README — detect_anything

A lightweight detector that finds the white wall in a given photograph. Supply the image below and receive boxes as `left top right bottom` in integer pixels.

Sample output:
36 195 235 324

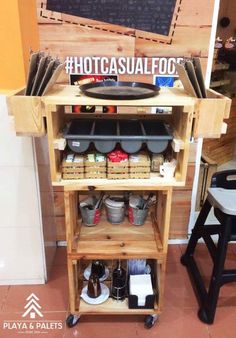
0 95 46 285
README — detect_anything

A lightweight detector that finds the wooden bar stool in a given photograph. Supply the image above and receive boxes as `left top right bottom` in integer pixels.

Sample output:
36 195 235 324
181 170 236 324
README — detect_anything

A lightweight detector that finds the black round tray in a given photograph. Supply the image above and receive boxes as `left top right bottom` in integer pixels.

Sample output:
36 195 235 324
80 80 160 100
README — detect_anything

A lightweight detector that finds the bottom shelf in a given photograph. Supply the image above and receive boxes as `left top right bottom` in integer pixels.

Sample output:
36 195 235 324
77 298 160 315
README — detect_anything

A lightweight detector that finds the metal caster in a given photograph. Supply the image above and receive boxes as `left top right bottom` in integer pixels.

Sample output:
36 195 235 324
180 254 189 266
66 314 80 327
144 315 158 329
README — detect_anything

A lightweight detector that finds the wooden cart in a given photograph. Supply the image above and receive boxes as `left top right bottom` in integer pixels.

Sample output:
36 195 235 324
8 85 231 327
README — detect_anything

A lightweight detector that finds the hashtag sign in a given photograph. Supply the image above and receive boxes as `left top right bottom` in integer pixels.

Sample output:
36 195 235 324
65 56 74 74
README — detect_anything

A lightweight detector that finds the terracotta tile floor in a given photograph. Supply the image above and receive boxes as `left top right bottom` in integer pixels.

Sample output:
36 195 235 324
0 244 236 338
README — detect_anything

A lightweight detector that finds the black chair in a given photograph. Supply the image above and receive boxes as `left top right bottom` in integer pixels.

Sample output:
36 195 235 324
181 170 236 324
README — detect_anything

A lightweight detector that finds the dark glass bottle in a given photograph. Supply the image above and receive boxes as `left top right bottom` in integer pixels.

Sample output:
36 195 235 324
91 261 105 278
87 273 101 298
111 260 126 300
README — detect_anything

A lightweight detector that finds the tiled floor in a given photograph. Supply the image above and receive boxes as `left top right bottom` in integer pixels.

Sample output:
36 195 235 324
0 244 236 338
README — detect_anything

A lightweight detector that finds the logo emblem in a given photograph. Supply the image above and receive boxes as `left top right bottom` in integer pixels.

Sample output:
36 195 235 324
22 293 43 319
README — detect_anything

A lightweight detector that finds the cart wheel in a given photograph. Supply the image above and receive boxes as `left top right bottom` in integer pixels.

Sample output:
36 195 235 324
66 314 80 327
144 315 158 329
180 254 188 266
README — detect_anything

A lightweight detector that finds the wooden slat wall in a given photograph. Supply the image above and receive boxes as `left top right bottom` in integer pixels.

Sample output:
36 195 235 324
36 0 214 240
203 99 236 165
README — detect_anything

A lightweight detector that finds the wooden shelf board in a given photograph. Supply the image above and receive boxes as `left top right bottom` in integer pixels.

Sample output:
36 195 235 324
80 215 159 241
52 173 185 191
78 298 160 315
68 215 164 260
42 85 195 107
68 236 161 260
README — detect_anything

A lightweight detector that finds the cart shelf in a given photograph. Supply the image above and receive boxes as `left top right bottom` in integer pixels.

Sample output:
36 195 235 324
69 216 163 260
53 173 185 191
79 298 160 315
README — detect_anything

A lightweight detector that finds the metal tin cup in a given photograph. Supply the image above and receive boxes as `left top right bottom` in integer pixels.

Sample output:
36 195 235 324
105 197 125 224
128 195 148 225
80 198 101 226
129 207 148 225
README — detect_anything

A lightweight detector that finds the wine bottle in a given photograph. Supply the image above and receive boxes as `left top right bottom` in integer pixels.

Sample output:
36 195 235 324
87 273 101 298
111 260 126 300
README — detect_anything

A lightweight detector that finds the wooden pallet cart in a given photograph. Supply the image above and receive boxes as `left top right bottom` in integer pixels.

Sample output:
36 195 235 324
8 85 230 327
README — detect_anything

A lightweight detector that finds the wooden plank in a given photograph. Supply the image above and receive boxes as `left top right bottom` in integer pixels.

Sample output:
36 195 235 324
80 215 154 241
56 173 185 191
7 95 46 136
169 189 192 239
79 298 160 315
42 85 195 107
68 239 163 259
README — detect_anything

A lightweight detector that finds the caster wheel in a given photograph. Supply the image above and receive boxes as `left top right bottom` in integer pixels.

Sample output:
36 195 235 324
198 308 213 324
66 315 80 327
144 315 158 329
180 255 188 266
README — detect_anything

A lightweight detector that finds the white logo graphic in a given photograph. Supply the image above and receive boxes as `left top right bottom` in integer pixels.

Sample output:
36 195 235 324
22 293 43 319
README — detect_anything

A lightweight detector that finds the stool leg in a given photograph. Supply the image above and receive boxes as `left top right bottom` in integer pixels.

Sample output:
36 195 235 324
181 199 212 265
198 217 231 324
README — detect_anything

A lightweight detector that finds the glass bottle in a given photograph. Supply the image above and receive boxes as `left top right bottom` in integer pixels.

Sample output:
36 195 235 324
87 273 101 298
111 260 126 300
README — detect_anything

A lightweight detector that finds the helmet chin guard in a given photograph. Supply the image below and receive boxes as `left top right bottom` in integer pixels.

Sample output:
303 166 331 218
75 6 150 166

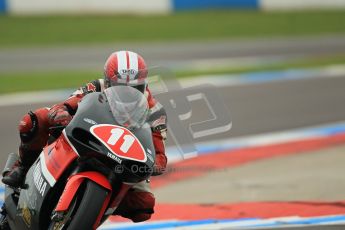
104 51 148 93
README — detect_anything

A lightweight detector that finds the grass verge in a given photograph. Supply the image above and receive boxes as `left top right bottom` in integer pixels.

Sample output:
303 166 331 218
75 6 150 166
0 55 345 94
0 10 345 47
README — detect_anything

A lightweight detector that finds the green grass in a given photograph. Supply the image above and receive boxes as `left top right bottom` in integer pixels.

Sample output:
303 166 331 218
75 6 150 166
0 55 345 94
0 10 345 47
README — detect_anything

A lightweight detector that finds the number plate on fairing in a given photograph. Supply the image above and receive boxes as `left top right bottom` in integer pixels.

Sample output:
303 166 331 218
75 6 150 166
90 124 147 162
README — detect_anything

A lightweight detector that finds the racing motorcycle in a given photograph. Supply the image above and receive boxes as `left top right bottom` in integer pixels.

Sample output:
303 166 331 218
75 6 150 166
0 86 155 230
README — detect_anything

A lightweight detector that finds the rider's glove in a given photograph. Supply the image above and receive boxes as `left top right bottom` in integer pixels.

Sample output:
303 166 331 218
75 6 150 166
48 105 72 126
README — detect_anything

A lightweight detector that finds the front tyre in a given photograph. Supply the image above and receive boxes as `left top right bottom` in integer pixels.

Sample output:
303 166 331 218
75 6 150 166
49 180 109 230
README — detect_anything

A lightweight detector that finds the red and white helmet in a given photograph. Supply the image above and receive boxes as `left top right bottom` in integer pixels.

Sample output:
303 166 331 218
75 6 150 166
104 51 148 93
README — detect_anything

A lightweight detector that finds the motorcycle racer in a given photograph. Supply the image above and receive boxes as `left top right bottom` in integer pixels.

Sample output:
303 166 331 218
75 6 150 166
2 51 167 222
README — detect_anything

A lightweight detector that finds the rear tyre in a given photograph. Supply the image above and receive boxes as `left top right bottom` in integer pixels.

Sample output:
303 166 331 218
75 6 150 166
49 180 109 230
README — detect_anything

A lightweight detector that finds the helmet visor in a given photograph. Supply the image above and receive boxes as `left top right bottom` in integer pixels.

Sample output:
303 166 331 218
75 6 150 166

● ● ● ● ●

THE EXERCISE
Rewrite all the lines above with "integer pixels" replaced by "whole pixels" wherever it occurs, keeping everything else the same. Leave the pictures out.

SOLUTION FOR THIS PROBLEM
README — detect_anything

A lightweight detector that finds the white wall in a given photograph. Supply the image below and receive boxes as `left top right bottom` in whole pixels.

Sample output:
36 195 235 324

0 95 46 285
README — detect_anything

A lightweight detector that finds the wooden bar stool in a given photograph. Supply the image above and receive boxes as `left top right bottom` in whole pixels.

Sample output:
36 195 235 324
181 170 236 324
README — detect_anything

A lightweight detector that finds the black round tray in a given photograph. Supply the image above and receive boxes as `left top right bottom` in whole pixels.

Sample output:
36 195 235 324
80 80 160 100
README — detect_anything

A lightweight detector that finds the bottom shelf in a given photograph. Supply the image above and receive boxes as `left top right bottom` in whole pixels.

Sample output:
36 195 235 324
77 298 160 315
README — detect_anything

A lightweight detector that finds the metal caster in a given photograph. Supply the image above and receive boxes as `left top right bottom` in whole pixels.

Sample output:
36 195 235 324
180 254 189 266
66 314 80 327
144 315 158 329
README — detect_anything

A lightweight detector that finds the wooden cart in a given photograph. Supply the image above and receive boxes as `left top right bottom` in whole pixels.

Sample output:
36 195 235 324
8 85 231 327
README — detect_anything

A lightweight detector that finds the hashtag sign in a given photograph. Supply the image above and receive boxes as `left top right bottom` in whole pixels.

Sample output:
36 195 235 324
65 56 74 74
README — detect_anything

A lightweight detector that finds the terracotta tile floor in a given photograph. Supply the image above and receive boxes as `left top right bottom` in whole pixels.

Sample output:
36 195 235 324
0 244 236 338
README — detect_anything

A lightweight detector that finds the black chair in a given photograph. Supply the image above and receive boxes as `left top right bottom` in whole pixels.

Sample output:
36 195 235 324
181 170 236 324
README — detect_anything

A lightweight detector that finds the dark glass bottle in a given photograph. Supply the image above and receive boxes as `left top right bottom` in whole pixels.

Sample output:
36 195 235 324
91 261 105 278
87 273 101 298
111 260 126 300
README — detect_anything

A lightweight detector that finds the tiled floor in a given photograph. Supply the image above and receive boxes as `left top right bottom` in whole pixels.

Sample output:
36 195 235 324
0 244 236 338
README — detect_anything

A lightweight detector that finds the logo emblem in a given photograph. Supply the image above and receive boxes as `left top right bottom` in whole pixels.

Sample output:
36 195 235 324
22 293 43 319
README — detect_anything

A lightweight detector that finds the cart wheel in a given photograph. Supply the image above and receive boxes as `left top right bottom` in whole pixels.

Sample output:
36 195 235 324
66 314 80 327
144 315 158 329
180 254 188 266
README — detect_anything

A lightweight detector that finds the wooden slat wall in a given photograph. Supply the image above and receive boxes as `left top right bottom` in whole pixels.

Sample output:
36 195 235 324
36 0 214 240
203 99 236 165
README — detect_anything

A lightweight detector that finds the wooden shelf board in a given photograph. Supply the image above and receive boxes as `left top right bottom` in whole pixels.

Sample output:
36 195 235 324
80 215 159 241
52 173 185 191
78 298 160 315
68 215 164 260
42 85 195 107
68 236 161 260
README — detect_anything

A lightweight detector that finds the cart shelf in a given photograph. Supply the image above and receive boxes as `left top right bottom` in whole pixels.

Sample output:
36 195 235 324
69 216 163 260
53 173 185 191
79 298 160 315
README — detect_anything

A lightweight detector that finds the metal tin cup in a given photograph. Supply the image above and receive boxes as `left top right bottom` in whole pixels.

Sample output:
36 195 235 324
105 197 125 224
128 195 148 225
80 198 101 226
129 207 148 225
README — detect_anything

A lightweight detector that finds the wine bottle in a given photograph. Supply the image above and receive boxes as `left top right bottom` in whole pixels.

Sample output:
36 195 235 324
87 273 101 298
111 260 126 300
README — detect_anything

A lightweight detector that finds the wooden pallet cart in a given photograph. Supply the image above and receive boxes as `left top right bottom` in whole pixels.

Sample output:
36 195 235 324
8 85 230 327
README — detect_anything

A lightweight detector that finds the wooden plank in a given photograph. Supply the image above and receive boxes as `left top right bottom` in whole pixels.

Sample output:
36 195 235 324
80 215 154 241
56 173 185 191
7 95 46 136
169 189 192 239
79 298 160 315
42 85 195 107
68 239 163 259
README — detect_anything

A lightweight detector that finds the caster wheel in a given photograph. Supply the image above and receive boxes as `left top right bottom` in whole pixels.

Sample output:
36 195 235 324
198 308 213 324
66 315 80 327
144 315 158 329
180 255 188 266
README — detect_anything

A lightweight detector that finds the white logo graphic in a given photograph. Supply the image above and receive boxes as `left top right bottom` in whole pixels.

Sample output:
36 195 235 324
22 293 43 319
README — detect_anything

A lightweight detector that finds the stool leg in a given photograph. Supply the image above and receive boxes as `left top right bottom` in whole pixels.

Sample output:
36 195 235 324
181 199 212 265
198 217 231 324
README — detect_anything

A lightweight detector that finds the glass bottle in a given photograph. Supply the image above and receive boxes as `left top right bottom` in whole pixels.

Sample output:
36 195 235 324
87 273 101 298
111 260 126 300
README — detect_anything

A lightweight detector that finds the helmet chin guard in a given photograph. Supply the image below and receive boxes as `left top right bottom` in whole pixels.

Sample output:
303 166 331 218
75 6 150 166

104 51 148 93
README — detect_anything

A lightweight detector that finds the grass verge in a given photograph. Supply the image above and receive boxes as `left top right bottom` in whole pixels.

Sample output:
303 166 331 218
75 6 150 166
0 55 345 94
0 10 345 47
README — detect_anything

A lightweight detector that finds the green grass in a given photograph. Supply the image above and receive boxes as `left top right bottom` in whole pixels.

Sample output:
303 166 331 218
75 6 150 166
0 55 345 94
0 10 345 47
README — detect_anything

A lightweight detector that finds the number plate on fairing in a given photograph. Supply the image above and receive boxes as `left top right bottom` in whole pixels.

Sample output:
303 166 331 218
75 6 150 166
90 124 147 162
README — detect_anything

A lightweight detector that finds the racing motorcycle in a given photograph. Supply the image above and receive boxes as `left top right bottom` in whole pixels.

Sample output:
303 166 331 218
75 6 150 166
0 86 155 230
README — detect_anything

A lightweight detector that finds the rider's glove in a given photograph. Supply the image above and receive boxes as `left top right bottom` in whole pixels.

Sample output:
303 166 331 218
75 6 150 166
48 105 72 126
README — detect_anything

A lightweight detector that finds the front tyre in a given photograph. Supply the image above and receive boxes as `left top right bottom` in whole pixels.

Sample output:
303 166 331 218
75 6 150 166
49 180 109 230
README — detect_anything

A lightweight detector that finds the red and white helmet in a given photograph. Supply the image above and receive boxes as `left top right bottom` in whole pixels.

Sample output:
303 166 331 218
75 6 150 166
104 51 148 93
README — detect_anything

A lightweight detector that finds the motorcycle racer in a given photograph. Supply the image above and receive boxes as `left top right bottom` in whole pixels.

Sample output:
303 166 331 218
75 6 150 166
2 51 167 222
README — detect_anything

A lightweight detector that finds the rear tyre in a given photograph. Supply the image above and receive boxes as `left top right bottom` in whole pixels.

Sample output:
303 166 331 218
75 6 150 166
49 180 109 230
README — detect_anything

A lightweight detector that finds the helmet visor in a given photograph. Supply the image above and receive boxes as `left top right bottom` in whole pixels.

Sample output:
303 166 331 218
75 6 150 166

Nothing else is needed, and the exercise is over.